MATERIAL FOR THIS EXERCISE START

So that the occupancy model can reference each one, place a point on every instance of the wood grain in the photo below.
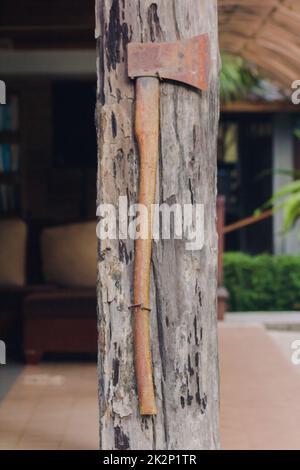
(183, 283)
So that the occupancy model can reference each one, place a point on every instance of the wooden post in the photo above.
(183, 283)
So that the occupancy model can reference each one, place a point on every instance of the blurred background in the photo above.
(48, 165)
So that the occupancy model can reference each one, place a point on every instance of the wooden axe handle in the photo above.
(147, 135)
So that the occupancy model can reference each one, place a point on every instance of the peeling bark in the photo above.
(184, 324)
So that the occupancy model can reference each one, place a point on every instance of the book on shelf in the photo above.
(9, 158)
(9, 115)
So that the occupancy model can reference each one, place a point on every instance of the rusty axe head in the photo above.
(184, 61)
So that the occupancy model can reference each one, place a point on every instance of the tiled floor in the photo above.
(260, 406)
(54, 406)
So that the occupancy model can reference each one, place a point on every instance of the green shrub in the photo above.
(262, 283)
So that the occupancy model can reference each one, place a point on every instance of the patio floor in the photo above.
(54, 406)
(260, 406)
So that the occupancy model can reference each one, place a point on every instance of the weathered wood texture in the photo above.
(184, 283)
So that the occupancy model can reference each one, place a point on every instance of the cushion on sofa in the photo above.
(13, 244)
(69, 255)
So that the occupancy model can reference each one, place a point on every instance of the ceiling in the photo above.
(265, 32)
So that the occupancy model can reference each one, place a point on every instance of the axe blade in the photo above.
(184, 61)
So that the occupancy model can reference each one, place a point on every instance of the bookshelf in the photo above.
(10, 157)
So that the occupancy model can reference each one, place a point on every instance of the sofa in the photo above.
(57, 312)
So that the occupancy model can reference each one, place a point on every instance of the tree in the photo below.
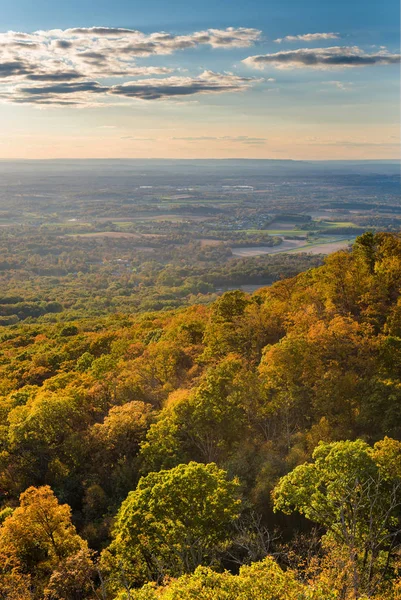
(354, 492)
(174, 521)
(38, 536)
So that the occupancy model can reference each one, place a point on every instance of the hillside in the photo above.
(114, 429)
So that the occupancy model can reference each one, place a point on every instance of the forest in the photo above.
(247, 448)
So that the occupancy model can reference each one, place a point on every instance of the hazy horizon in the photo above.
(297, 81)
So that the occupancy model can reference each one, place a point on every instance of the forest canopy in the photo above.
(247, 448)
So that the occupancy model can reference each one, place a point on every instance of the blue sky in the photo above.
(278, 79)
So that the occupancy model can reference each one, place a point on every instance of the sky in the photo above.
(280, 79)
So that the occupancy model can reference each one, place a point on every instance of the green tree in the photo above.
(354, 492)
(174, 521)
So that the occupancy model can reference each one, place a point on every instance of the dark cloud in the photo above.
(13, 68)
(67, 63)
(65, 88)
(56, 76)
(337, 56)
(145, 89)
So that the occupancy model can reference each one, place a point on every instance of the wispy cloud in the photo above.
(308, 37)
(322, 58)
(239, 139)
(66, 67)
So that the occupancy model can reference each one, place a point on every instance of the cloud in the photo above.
(84, 92)
(170, 87)
(239, 139)
(322, 58)
(86, 56)
(308, 37)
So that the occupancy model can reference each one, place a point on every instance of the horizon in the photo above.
(269, 82)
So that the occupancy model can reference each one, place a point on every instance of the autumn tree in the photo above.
(174, 521)
(354, 492)
(39, 536)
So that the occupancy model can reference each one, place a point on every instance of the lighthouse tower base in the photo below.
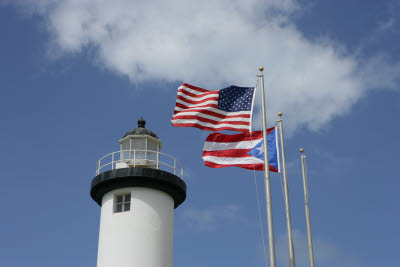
(142, 236)
(138, 232)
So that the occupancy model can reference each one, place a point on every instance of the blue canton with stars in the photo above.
(258, 150)
(234, 98)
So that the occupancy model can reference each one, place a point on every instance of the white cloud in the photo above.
(207, 219)
(217, 43)
(325, 252)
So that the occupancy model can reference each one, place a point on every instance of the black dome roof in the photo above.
(141, 130)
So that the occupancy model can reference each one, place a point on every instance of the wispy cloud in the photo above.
(325, 253)
(216, 43)
(208, 219)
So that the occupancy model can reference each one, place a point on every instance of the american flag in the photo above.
(226, 109)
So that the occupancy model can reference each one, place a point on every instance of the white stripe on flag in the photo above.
(216, 146)
(196, 105)
(230, 161)
(193, 91)
(215, 110)
(199, 114)
(197, 98)
(184, 121)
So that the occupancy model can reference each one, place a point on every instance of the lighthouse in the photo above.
(138, 188)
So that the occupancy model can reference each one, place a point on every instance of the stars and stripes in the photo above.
(241, 150)
(226, 109)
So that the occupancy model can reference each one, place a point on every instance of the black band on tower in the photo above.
(138, 177)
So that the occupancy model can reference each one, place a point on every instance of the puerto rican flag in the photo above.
(243, 150)
(230, 108)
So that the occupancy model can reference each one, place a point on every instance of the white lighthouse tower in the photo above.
(138, 188)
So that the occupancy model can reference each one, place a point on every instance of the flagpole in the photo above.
(271, 243)
(286, 193)
(303, 166)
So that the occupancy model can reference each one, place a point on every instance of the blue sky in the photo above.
(75, 76)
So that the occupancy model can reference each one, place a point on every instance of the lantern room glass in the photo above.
(143, 150)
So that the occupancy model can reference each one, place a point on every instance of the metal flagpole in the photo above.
(267, 181)
(286, 193)
(303, 166)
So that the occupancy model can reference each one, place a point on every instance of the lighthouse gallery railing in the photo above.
(139, 158)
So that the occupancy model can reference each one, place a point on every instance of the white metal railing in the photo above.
(139, 158)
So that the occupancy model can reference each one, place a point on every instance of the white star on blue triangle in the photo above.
(257, 151)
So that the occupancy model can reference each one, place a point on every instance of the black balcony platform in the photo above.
(138, 177)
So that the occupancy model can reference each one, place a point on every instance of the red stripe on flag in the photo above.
(179, 105)
(196, 102)
(257, 167)
(211, 113)
(195, 88)
(232, 153)
(209, 128)
(186, 92)
(194, 117)
(223, 138)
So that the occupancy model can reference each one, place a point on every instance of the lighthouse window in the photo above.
(122, 202)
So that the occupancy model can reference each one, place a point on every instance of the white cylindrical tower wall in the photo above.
(140, 237)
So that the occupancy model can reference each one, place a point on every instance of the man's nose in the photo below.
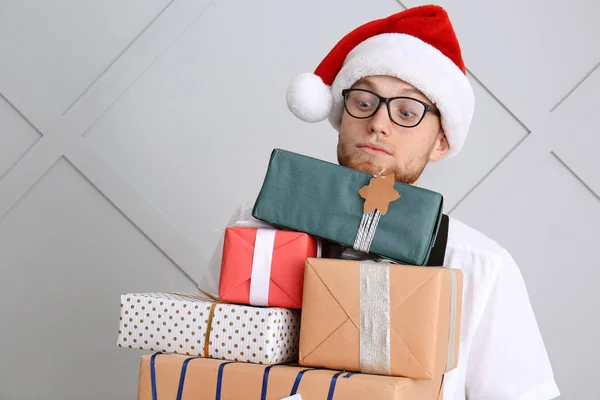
(380, 121)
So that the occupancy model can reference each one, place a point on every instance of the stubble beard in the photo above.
(358, 160)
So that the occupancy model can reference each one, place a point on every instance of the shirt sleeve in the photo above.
(508, 358)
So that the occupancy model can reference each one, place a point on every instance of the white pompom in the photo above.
(308, 98)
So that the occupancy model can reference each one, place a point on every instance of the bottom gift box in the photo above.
(172, 376)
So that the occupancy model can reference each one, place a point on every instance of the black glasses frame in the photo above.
(387, 101)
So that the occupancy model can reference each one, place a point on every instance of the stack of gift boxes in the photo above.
(293, 318)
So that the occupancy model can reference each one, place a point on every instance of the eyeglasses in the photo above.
(404, 111)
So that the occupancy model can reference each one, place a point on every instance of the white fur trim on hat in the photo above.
(419, 64)
(308, 98)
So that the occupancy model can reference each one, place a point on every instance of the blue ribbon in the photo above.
(182, 377)
(297, 381)
(153, 375)
(263, 394)
(220, 380)
(265, 382)
(332, 385)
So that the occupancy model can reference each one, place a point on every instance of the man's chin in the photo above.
(368, 166)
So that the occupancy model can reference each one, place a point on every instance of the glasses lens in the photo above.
(406, 112)
(361, 104)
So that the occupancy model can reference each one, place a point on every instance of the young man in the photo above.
(396, 91)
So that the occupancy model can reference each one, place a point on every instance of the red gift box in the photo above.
(265, 266)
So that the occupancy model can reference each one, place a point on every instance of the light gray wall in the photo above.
(131, 130)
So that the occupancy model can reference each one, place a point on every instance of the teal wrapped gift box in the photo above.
(322, 199)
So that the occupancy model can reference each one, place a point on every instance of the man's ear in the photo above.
(440, 148)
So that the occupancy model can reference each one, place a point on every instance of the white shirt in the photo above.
(502, 355)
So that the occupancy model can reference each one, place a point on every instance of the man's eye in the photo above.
(406, 114)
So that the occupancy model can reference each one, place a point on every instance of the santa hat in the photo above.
(417, 45)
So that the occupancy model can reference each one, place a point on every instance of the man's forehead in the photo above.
(391, 85)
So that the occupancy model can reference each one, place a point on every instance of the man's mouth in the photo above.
(374, 149)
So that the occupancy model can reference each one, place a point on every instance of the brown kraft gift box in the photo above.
(409, 325)
(245, 381)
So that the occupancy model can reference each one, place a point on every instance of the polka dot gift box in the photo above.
(190, 324)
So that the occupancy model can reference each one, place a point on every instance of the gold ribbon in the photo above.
(211, 315)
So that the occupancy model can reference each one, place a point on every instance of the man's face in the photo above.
(372, 144)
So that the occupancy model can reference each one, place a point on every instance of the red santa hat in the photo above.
(417, 45)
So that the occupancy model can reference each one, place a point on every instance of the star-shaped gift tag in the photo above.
(379, 193)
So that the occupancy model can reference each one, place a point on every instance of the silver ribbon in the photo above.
(451, 338)
(367, 228)
(366, 231)
(375, 317)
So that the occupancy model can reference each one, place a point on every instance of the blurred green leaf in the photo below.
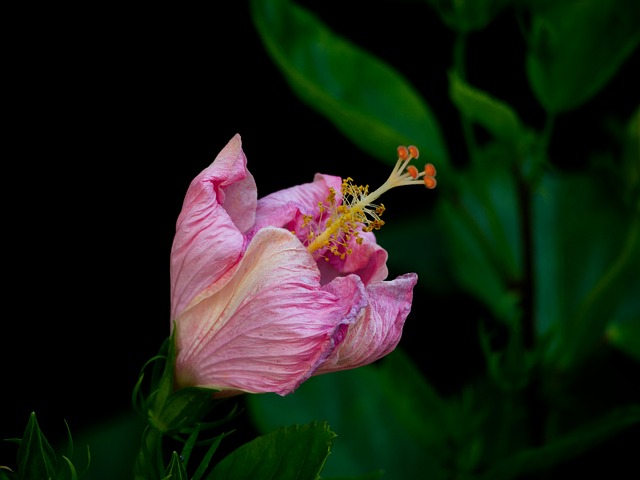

MATERIAL FOR THIS EXERCISE END

§ **WORK REQUIRED**
Return nothing except the lines from the line with "forehead in the photo above." through the last line of the records above, copied exactly and without pictures.

§ **TASK RESULT**
So that the occupancy model can reference each one, place a point on every instance of the man's forehead in the photo above.
(391, 85)
So that the occupancy model can reference each one, place a point on every instance of the man's mouth in the photo above.
(374, 149)
So that the occupancy model can reference each one, place a point on every instance of the brown kraft gift box in the photo above.
(409, 325)
(245, 381)
So that the occupancy model can reference each one, place a point on every instance of the polka dot gift box in the photo above.
(190, 324)
So that the occupancy model can reference each one, place a point on every instance of the gold ribbon in the photo above.
(211, 315)
So that the occupancy model can reference each one, place a point on every instance of the man's face in the photo above.
(372, 144)
So that the occupancy model can reference each one, place a point on every instance of the red santa hat in the photo above.
(417, 45)
So that the occupancy model can reference each one, place a point on every instance of the star-shaped gift tag in the photo above.
(379, 193)
So that the occupancy model can reference each one, place a point on every instance of the silver ribbon in the photo above.
(451, 338)
(367, 228)
(366, 231)
(375, 317)
So that the occupancy model can reference each one, place a point on every instance of the blurred green leaf in the photo below.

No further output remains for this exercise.